[Entries for bounding box labeling]
'''

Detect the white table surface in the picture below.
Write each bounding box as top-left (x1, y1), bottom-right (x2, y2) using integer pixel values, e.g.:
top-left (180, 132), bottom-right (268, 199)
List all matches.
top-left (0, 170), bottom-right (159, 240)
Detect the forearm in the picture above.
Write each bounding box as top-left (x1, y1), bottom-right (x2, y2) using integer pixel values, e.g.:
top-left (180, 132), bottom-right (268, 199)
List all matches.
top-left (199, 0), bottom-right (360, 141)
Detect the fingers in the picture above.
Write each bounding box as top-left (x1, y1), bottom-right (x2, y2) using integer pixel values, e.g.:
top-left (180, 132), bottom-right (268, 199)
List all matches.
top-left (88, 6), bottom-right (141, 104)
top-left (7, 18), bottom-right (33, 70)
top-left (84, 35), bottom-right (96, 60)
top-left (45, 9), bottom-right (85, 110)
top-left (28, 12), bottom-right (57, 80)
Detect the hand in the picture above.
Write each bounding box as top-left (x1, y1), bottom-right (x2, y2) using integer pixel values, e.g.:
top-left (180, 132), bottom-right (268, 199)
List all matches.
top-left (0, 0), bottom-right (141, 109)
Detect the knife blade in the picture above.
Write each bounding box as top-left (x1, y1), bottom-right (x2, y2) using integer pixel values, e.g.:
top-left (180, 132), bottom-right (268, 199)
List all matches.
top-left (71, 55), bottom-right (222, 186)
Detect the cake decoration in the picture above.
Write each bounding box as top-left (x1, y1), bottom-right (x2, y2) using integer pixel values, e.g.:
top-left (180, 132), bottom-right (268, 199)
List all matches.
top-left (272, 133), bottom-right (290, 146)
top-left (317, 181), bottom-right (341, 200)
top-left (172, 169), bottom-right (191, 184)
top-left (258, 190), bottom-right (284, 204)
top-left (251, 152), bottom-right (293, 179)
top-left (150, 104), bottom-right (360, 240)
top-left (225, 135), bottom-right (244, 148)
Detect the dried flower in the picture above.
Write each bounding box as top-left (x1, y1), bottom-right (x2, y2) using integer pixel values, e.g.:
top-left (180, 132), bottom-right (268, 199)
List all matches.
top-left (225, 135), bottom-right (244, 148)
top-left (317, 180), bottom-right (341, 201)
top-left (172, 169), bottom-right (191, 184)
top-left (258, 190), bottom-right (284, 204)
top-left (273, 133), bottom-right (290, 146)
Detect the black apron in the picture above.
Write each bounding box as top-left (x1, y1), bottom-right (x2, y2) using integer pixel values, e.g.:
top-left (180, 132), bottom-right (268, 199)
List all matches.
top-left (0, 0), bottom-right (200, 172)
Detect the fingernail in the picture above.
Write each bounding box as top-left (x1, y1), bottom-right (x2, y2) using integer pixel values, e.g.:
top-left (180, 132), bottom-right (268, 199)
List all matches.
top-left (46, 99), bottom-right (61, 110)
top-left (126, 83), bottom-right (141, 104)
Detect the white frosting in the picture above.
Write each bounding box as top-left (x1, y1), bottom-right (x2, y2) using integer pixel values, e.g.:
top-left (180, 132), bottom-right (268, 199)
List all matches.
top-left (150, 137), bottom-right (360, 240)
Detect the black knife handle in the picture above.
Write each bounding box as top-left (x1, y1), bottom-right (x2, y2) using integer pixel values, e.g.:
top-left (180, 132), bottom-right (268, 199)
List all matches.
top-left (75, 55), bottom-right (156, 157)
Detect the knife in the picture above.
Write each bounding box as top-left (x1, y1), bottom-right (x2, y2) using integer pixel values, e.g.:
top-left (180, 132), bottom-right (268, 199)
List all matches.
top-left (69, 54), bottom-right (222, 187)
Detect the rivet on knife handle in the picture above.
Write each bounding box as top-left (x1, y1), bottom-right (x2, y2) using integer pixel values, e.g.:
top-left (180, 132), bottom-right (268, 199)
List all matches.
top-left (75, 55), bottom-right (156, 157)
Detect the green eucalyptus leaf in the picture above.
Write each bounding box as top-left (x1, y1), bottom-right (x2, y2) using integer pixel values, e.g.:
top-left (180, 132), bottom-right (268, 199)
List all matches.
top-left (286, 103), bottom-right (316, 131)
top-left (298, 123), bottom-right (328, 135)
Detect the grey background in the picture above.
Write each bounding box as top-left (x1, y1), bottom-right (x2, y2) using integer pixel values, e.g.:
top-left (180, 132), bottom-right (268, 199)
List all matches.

'''

WHAT NEEDS TO BE DONE:
Pick out each line in the entries above that contains the word "knife", and copy those lines.

RESULT OF THE EXERCISE:
Detect the knife blade in the picture above.
Detect the black knife handle in the picture above.
Detect the knife in the picture above.
Detect the rivet on knife handle in the picture above.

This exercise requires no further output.